DATASET RECORDS:
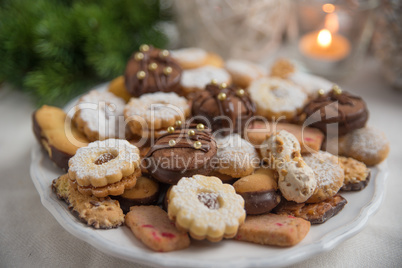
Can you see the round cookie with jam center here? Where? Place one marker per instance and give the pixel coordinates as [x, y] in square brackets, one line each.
[224, 107]
[337, 106]
[152, 70]
[182, 152]
[259, 192]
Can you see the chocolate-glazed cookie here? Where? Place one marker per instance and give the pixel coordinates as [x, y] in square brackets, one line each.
[151, 70]
[182, 152]
[315, 213]
[337, 106]
[259, 192]
[223, 107]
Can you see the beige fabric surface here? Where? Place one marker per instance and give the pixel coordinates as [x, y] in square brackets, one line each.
[31, 237]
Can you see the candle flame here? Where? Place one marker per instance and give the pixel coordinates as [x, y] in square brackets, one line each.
[328, 8]
[324, 38]
[332, 22]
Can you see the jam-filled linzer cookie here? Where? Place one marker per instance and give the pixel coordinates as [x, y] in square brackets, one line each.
[277, 98]
[224, 107]
[151, 114]
[105, 168]
[337, 106]
[206, 207]
[152, 70]
[182, 152]
[56, 135]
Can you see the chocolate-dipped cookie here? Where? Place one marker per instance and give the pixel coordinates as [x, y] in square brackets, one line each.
[224, 107]
[259, 192]
[337, 106]
[315, 213]
[151, 70]
[145, 192]
[182, 152]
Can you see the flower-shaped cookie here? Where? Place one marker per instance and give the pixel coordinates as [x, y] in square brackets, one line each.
[104, 162]
[206, 208]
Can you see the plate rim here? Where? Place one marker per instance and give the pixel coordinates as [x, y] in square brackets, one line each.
[325, 244]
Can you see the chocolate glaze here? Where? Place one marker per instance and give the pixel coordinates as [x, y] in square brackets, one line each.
[323, 211]
[237, 108]
[197, 159]
[260, 202]
[349, 111]
[356, 186]
[60, 158]
[155, 80]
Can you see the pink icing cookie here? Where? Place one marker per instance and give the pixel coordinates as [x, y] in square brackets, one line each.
[151, 225]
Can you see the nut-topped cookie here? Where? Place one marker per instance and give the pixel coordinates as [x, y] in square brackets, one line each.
[151, 70]
[182, 152]
[337, 106]
[224, 107]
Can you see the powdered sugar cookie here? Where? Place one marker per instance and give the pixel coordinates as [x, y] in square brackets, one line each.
[297, 181]
[99, 115]
[151, 114]
[368, 145]
[277, 98]
[196, 79]
[151, 225]
[206, 208]
[105, 167]
[103, 213]
[118, 88]
[236, 156]
[328, 173]
[244, 72]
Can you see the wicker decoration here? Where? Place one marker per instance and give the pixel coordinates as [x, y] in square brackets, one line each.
[244, 29]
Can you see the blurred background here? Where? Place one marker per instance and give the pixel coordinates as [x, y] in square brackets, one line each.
[55, 49]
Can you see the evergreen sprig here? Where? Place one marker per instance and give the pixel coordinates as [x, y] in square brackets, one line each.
[56, 49]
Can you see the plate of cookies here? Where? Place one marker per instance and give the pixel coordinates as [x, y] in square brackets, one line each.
[190, 160]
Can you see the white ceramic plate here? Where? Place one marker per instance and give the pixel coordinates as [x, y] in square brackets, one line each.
[121, 242]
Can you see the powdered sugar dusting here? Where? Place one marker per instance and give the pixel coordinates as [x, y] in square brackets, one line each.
[277, 95]
[160, 105]
[83, 166]
[367, 141]
[325, 167]
[243, 67]
[102, 111]
[200, 77]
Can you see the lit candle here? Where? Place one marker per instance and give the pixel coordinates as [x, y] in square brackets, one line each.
[323, 44]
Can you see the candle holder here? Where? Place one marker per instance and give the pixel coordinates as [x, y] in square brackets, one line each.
[333, 36]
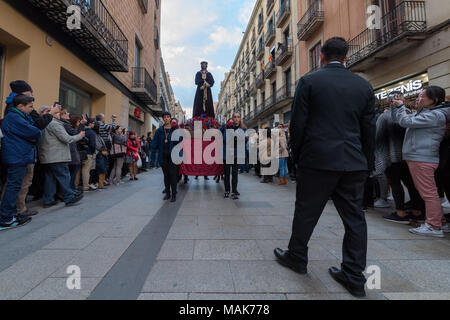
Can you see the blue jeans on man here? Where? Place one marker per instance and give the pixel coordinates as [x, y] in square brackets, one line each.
[14, 179]
[57, 174]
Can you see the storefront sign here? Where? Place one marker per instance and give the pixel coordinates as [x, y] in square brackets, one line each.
[409, 87]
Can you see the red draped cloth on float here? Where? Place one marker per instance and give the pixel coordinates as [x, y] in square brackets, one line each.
[202, 169]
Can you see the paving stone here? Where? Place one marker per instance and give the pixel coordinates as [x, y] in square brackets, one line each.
[98, 258]
[56, 289]
[81, 236]
[163, 296]
[177, 250]
[189, 276]
[227, 250]
[269, 276]
[247, 297]
[24, 275]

WHAT IS REQUIRED:
If an entry holds an image, omit that image and print the remainder exactly as it stands.

SOLUTION TO THIS TASK:
Can you see the round cookie with jam center here? Where? Place one marker per instance and give the pixel coordinates as [x, y] in square brackets, one line each.
[224, 107]
[337, 106]
[152, 70]
[182, 152]
[259, 192]
Can you see the chocolate-glazed cookie here? Where? Place one marker per instance and give the pixel coordinates as [x, y] in square brackets, one line each.
[151, 70]
[182, 152]
[315, 213]
[337, 106]
[259, 192]
[223, 107]
Can you see the beige fabric surface here? Where? Place one marker per instance and give the pixel coordinates as [x, y] in square brackets, one line each.
[31, 237]
Can you see the candle flame here? Where? Place one marker per instance and give the pixel coordinates as [x, y] in square brackets, one line each.
[328, 8]
[324, 38]
[332, 22]
Can you see the jam-filled linzer cookie here? Where? Place one marker per instance and give the pixel coordinates as [x, y] in square brackets, one line each.
[277, 98]
[224, 107]
[151, 114]
[105, 168]
[337, 106]
[206, 207]
[152, 70]
[182, 152]
[56, 135]
Can you see the chocolate-dipped cookie here? Where? Place one marker per instance and give the pixel coordinates as [x, y] in square brackets, one line each.
[224, 107]
[259, 192]
[337, 106]
[315, 213]
[151, 70]
[145, 192]
[182, 152]
Can you see the flower-shaped cookie here? Where? Place one marker per instance and give the pixel coordinates as [x, y] in square brackets, one line each.
[104, 162]
[206, 208]
Can you see the plate rim here? Where? Place one marker per instance and give the pixel coordinates as [x, y] in square brackets, one line each.
[325, 244]
Can you see the chocolate glaze here? Where? Place one marker per instance and give the pixel coordinates as [x, y] in square brackets, one line each.
[323, 211]
[237, 108]
[197, 159]
[260, 202]
[349, 111]
[356, 186]
[60, 158]
[155, 80]
Can you see the pink icing cookie here? Where? Place one marker per instance and give the pixel coordinates as [x, y] in square brackets, one line each.
[151, 225]
Can you see the nut-topped cookie here? Where? Place one marker per instance and give the pixel coordinates as [x, y] in square brackets, one line each.
[151, 70]
[182, 152]
[337, 106]
[224, 107]
Can you see the powdered sugar cookie here? Where? Place one marker per instance and give the pixel coordinates as [x, y] in square brackets, one line each.
[297, 181]
[99, 115]
[151, 114]
[368, 145]
[277, 98]
[196, 79]
[151, 225]
[206, 208]
[105, 167]
[103, 213]
[118, 88]
[236, 156]
[328, 173]
[244, 72]
Can you see the wicker decoration here? Where? Place one marker per instance and give the pixel coordinates as [x, y] in square brackets, one line each.
[244, 29]
Can you see the blurred background here? Where? Place one marker per instance and give the pixel coordinates as [x, y] in square brackets, one line each.
[55, 49]
Can you see the evergreen sprig here? Where? Place one marker per instance and give the pixel coordinates as [x, y] in square brackets, one line each.
[56, 49]
Can you see the plate of cookies here? Where? Place one marker per instance and give the pixel coordinates as [x, y] in square brackets, one line each.
[190, 160]
Can you see the white ceramic plate here? Where? Place one marker per instance and give the pixel coordinates as [x, y] in square brackets, one line each.
[121, 242]
Can you see the powdered sugar dusting here? Where? Place one marker per instance and give the pixel coordinates as [x, y] in square brackets, one line each.
[277, 95]
[160, 105]
[83, 166]
[367, 141]
[325, 167]
[243, 67]
[102, 111]
[200, 77]
Can you see the lit candle here? Where? Place one marker per instance and give the pixel coordinates as [x, y] in square brackets, one line each.
[323, 44]
Can you see the candle holder here? Where? Place one marker per instance and give the pixel coordinates as [x, y] in square brackets, one line each.
[333, 36]
Can you see the blue jeans on man here? Where? Place one marker per instance and give the pixel coordinates as [x, y] in square brackets, one line each.
[14, 179]
[57, 174]
Can you see the storefront sign here? Where? Place one marker per instance and give the pixel coordinates as [x, y] in square brackets, one line each.
[409, 87]
Can you see the red draped cloth on float here? Where? Place one marker per instance and give the pixel coordinates as [x, y] in square brackets, one line each.
[202, 169]
Can you see the paving stone here? Where? Place one marker per instance and give the pixel coordinates as [x, y] in square brackets, one line each.
[98, 258]
[56, 289]
[81, 236]
[163, 296]
[177, 250]
[189, 276]
[227, 250]
[269, 276]
[247, 297]
[24, 275]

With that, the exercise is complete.